- [Work instructions]:
How many lines in the records below contain the word "noun"? Reply with the number alone.

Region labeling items

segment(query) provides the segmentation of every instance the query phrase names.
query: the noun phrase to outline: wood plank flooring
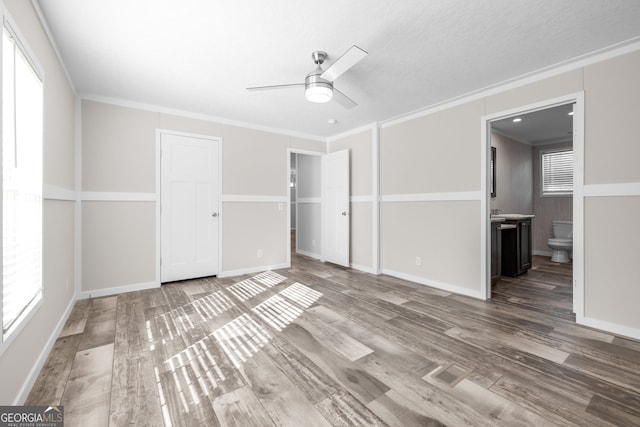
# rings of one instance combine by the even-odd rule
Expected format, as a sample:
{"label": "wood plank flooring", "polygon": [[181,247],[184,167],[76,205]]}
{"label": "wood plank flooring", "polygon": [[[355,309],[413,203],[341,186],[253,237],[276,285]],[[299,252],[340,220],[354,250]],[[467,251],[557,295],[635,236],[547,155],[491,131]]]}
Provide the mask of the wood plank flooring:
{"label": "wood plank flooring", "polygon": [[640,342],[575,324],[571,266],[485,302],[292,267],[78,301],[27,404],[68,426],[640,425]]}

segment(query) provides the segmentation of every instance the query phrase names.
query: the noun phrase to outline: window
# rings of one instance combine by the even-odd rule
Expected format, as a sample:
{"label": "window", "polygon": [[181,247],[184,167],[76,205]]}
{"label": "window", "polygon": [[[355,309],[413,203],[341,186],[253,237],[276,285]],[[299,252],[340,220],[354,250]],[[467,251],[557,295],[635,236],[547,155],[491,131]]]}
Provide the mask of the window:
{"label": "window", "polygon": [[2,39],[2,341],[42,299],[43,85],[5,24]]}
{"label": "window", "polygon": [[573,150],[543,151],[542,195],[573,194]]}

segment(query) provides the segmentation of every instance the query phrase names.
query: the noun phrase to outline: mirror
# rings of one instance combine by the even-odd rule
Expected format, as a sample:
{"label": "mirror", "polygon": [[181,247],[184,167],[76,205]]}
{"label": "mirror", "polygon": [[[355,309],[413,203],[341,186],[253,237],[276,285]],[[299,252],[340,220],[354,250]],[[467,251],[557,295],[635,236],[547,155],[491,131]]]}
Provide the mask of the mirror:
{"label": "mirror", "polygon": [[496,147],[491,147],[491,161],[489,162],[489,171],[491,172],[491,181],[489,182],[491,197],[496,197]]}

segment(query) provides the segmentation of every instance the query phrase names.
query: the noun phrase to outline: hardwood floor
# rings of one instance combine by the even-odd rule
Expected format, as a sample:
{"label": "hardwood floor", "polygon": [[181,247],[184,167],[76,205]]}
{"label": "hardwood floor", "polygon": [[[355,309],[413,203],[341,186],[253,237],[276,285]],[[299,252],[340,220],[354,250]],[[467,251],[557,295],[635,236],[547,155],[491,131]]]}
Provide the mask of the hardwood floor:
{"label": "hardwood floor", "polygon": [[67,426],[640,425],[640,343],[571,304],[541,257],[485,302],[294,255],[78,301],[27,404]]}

- [Exercise response]:
4